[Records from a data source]
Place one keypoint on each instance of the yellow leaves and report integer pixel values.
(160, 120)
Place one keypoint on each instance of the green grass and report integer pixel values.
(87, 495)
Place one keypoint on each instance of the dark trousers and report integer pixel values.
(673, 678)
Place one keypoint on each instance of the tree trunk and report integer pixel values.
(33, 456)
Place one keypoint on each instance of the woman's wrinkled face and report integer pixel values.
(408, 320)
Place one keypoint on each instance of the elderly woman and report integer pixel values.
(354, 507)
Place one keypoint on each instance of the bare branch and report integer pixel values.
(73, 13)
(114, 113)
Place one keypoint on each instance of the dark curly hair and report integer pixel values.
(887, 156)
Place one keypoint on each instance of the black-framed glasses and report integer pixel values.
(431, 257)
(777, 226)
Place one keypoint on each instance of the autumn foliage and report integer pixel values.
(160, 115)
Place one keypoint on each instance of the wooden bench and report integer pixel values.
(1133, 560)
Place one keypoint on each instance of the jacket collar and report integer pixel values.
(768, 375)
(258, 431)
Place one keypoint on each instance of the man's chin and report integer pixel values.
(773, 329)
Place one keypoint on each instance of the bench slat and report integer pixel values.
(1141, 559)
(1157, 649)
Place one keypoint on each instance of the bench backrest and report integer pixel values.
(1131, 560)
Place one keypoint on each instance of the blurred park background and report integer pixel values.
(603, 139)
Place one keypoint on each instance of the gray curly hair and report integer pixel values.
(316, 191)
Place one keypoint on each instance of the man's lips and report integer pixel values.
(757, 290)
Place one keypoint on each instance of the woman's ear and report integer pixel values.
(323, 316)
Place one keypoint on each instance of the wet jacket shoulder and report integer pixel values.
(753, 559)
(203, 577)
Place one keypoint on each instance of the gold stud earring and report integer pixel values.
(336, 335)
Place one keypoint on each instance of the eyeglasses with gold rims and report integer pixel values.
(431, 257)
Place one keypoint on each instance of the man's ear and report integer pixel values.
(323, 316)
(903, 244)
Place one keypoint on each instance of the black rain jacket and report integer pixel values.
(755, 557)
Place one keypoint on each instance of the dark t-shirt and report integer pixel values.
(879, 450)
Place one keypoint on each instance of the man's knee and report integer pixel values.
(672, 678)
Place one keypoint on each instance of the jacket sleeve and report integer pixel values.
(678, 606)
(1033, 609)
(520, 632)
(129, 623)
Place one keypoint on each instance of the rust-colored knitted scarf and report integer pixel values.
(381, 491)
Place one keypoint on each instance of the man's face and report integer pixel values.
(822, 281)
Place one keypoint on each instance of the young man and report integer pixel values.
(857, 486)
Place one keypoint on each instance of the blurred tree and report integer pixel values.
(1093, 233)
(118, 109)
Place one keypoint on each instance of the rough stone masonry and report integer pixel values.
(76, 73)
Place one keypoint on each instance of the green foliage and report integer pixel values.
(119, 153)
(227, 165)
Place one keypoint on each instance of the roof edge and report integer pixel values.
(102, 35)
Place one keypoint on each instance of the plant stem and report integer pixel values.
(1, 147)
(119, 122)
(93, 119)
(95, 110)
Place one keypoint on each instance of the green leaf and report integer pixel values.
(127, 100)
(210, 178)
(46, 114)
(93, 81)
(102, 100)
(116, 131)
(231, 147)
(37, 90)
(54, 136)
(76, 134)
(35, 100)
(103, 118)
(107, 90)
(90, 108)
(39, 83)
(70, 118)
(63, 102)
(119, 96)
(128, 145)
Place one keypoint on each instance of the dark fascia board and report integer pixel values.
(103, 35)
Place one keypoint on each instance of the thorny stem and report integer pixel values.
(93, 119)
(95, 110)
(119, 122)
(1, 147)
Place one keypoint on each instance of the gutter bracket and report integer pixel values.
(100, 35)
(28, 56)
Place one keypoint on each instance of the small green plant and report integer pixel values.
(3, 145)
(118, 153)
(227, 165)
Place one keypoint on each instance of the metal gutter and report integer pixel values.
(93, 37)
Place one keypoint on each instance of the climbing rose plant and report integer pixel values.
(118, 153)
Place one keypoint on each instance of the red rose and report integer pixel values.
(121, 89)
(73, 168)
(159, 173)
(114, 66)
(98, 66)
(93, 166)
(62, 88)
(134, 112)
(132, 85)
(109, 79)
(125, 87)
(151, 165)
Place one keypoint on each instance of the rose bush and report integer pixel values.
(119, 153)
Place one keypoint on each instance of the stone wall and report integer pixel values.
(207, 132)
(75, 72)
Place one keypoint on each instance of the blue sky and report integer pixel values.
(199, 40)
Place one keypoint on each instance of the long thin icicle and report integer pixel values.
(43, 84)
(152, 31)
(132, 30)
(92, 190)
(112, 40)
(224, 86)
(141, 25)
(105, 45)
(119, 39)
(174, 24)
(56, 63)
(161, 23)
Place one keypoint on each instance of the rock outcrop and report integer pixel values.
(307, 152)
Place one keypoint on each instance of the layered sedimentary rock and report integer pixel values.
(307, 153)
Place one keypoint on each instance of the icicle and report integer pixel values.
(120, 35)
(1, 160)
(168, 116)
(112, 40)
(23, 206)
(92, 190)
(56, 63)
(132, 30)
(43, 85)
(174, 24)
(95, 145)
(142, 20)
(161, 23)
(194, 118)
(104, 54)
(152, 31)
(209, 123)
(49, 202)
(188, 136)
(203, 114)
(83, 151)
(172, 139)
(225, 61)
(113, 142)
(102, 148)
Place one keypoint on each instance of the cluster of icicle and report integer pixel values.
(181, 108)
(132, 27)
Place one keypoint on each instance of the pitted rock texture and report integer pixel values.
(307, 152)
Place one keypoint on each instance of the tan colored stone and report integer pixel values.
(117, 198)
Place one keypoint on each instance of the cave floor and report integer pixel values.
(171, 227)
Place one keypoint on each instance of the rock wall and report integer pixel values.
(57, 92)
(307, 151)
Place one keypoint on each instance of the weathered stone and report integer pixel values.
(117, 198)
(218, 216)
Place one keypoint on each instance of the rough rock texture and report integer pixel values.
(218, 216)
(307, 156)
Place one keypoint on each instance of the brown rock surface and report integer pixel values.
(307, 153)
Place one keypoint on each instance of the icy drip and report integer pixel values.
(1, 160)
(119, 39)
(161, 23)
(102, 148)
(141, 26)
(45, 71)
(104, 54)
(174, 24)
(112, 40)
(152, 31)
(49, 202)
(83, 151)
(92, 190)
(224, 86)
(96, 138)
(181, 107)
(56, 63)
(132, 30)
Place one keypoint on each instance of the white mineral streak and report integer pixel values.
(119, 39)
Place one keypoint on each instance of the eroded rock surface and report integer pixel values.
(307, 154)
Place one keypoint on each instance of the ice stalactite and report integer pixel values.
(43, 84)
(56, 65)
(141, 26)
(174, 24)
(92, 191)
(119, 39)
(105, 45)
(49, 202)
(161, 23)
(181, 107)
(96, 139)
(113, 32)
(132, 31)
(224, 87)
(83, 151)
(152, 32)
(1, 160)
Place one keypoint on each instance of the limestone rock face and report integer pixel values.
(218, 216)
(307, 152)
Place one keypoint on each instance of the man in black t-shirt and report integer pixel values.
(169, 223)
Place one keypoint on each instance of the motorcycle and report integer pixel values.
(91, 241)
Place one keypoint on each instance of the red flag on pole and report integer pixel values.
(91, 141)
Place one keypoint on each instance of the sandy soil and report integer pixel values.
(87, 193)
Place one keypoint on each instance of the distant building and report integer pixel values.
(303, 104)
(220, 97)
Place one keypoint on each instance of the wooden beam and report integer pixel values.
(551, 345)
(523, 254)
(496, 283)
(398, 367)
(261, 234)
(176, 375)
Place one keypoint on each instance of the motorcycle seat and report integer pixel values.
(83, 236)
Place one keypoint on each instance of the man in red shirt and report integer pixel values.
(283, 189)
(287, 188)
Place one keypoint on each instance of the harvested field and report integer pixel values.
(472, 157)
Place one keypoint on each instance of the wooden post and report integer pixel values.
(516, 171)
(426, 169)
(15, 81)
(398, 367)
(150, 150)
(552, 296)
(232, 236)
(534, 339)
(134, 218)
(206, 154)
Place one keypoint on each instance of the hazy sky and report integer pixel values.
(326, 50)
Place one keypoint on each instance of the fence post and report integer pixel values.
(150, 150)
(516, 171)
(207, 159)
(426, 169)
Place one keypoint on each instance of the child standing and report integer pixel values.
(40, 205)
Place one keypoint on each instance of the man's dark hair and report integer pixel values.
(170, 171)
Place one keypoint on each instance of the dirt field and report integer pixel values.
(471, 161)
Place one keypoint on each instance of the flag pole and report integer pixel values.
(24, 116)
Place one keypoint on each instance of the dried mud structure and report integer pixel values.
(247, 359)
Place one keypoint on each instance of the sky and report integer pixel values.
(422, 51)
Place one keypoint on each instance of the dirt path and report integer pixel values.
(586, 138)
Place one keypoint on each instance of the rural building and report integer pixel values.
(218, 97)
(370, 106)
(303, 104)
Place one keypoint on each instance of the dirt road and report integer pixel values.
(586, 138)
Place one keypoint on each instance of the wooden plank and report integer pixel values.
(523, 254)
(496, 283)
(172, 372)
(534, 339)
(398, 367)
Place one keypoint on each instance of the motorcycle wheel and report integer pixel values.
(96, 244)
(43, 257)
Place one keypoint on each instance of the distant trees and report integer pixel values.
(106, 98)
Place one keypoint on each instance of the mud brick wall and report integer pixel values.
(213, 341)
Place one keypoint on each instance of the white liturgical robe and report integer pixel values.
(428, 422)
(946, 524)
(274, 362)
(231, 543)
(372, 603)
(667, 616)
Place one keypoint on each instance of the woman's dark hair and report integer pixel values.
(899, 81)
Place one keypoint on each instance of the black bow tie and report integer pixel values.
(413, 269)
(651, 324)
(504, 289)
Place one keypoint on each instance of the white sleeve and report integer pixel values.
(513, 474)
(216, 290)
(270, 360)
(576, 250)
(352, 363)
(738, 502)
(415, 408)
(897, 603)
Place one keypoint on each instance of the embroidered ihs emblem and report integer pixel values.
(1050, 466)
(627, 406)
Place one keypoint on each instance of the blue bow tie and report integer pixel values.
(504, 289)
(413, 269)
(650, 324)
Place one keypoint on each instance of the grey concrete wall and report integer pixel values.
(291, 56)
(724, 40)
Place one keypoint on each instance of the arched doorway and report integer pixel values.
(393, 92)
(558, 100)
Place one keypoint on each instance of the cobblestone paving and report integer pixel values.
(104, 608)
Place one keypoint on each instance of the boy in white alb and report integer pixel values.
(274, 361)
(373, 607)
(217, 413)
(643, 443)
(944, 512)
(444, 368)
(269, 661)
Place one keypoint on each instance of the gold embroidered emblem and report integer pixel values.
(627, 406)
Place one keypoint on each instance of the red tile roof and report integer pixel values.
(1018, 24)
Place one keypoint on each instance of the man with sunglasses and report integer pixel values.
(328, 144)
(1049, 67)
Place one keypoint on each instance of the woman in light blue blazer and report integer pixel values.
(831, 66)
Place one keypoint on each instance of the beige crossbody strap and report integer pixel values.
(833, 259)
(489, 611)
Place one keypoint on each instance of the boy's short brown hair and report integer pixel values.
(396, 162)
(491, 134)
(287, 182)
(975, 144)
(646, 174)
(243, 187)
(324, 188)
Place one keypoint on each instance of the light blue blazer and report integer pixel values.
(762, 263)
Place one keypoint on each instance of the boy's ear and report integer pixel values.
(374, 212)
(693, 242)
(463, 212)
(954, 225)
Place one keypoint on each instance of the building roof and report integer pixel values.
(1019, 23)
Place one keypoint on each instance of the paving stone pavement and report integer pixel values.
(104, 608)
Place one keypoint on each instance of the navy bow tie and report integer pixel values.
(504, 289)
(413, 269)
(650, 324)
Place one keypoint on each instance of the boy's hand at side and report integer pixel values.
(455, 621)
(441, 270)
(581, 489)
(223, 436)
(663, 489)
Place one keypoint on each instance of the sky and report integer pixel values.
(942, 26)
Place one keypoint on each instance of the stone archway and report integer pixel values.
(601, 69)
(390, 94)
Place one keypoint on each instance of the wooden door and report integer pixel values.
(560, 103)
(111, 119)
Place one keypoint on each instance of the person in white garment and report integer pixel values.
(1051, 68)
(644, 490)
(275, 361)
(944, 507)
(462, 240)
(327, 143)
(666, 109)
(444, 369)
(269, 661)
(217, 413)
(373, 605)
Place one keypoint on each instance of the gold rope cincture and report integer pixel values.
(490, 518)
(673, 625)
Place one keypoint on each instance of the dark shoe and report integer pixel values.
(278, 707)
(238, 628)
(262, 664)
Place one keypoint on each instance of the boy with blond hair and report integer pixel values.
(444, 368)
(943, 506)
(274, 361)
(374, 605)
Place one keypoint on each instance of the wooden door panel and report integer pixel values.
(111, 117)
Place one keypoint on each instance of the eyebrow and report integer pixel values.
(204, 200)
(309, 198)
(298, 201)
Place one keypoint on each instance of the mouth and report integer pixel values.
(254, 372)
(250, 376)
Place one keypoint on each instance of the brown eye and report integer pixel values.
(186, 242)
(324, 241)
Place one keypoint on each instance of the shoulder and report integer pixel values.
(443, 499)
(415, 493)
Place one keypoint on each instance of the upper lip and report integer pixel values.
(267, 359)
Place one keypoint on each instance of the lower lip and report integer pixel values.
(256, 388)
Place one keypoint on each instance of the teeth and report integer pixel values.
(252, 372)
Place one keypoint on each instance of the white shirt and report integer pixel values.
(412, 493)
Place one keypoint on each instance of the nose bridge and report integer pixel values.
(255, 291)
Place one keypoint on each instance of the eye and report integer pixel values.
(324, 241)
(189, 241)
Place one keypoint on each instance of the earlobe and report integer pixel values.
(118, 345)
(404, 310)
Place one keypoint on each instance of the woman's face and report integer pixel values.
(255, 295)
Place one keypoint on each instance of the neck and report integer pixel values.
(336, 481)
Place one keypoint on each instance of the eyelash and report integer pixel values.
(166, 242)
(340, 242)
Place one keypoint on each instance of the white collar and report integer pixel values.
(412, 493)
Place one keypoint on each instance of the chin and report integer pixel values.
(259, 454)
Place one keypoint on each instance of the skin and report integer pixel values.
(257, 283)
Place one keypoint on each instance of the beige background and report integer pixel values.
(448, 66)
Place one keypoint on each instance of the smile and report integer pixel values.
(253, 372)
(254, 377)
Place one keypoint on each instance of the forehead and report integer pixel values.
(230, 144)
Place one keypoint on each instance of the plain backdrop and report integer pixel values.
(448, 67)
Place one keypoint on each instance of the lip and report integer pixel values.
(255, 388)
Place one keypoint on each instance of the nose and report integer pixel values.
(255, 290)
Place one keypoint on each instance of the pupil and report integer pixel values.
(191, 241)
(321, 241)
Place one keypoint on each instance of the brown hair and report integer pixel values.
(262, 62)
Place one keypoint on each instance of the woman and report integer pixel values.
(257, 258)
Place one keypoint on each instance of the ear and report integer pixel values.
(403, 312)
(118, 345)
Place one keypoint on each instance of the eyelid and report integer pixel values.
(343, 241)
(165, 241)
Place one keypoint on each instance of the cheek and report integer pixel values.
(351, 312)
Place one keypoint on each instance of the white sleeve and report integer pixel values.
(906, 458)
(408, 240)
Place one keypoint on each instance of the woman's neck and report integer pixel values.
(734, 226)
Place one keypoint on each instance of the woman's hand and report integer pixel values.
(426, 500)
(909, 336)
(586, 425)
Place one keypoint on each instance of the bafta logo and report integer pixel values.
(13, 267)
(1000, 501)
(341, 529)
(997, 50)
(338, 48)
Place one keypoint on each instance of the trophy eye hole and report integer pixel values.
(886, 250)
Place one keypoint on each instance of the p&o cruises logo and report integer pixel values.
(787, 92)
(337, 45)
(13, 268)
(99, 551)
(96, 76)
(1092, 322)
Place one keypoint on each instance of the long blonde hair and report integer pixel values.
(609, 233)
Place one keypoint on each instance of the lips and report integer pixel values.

- **Prompt**:
All lines from the one containing "Place one keypoint on each instance of the eyelid" through the end of the data, and no others, are to be given again word for word.

- **Solution to the problem**:
Place one keypoint on each instance of the eyelid and report integer pixel values.
(343, 241)
(165, 241)
Place one keypoint on each instance of the cheek and report integer pixel values.
(351, 312)
Place one keypoint on each instance of the white sleeve and report integer pixel values.
(906, 458)
(408, 240)
Place one keypoint on each instance of the woman's neck and report integer pixel values.
(734, 226)
Place one keypoint on each instance of the woman's hand and report integer pixel values.
(426, 500)
(909, 336)
(586, 425)
Place one keypoint on each instance of the bafta logo and report integer pixel values.
(13, 267)
(1000, 501)
(341, 529)
(997, 50)
(338, 48)
Place one keypoint on each instance of the trophy eye hole and report integer pixel values.
(886, 250)
Place one keypoint on each instance of the p&o cruises logo and report integer pixel values.
(787, 92)
(337, 45)
(13, 268)
(99, 551)
(96, 76)
(1092, 322)
Place one keypoint on each instance of the long blonde hair and report integer pixel values.
(609, 233)
Place one keypoint on each instance of the lips and report integer pixel values.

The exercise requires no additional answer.